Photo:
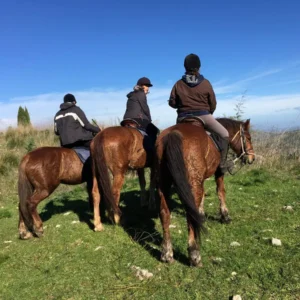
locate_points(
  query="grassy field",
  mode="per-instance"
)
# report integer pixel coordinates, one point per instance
(73, 262)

· · · · ·

EXERCISE INSTRUCTIONS.
Write out the items above again with "grassy field" replaced by "open meadow" and everything else unchanged. Leave the pictures out.

CORRECT RESPONSE.
Photo:
locate_points(
  query="open meadow",
  mode="per-instance"
)
# report integer pixel coordinates, one point per instance
(73, 262)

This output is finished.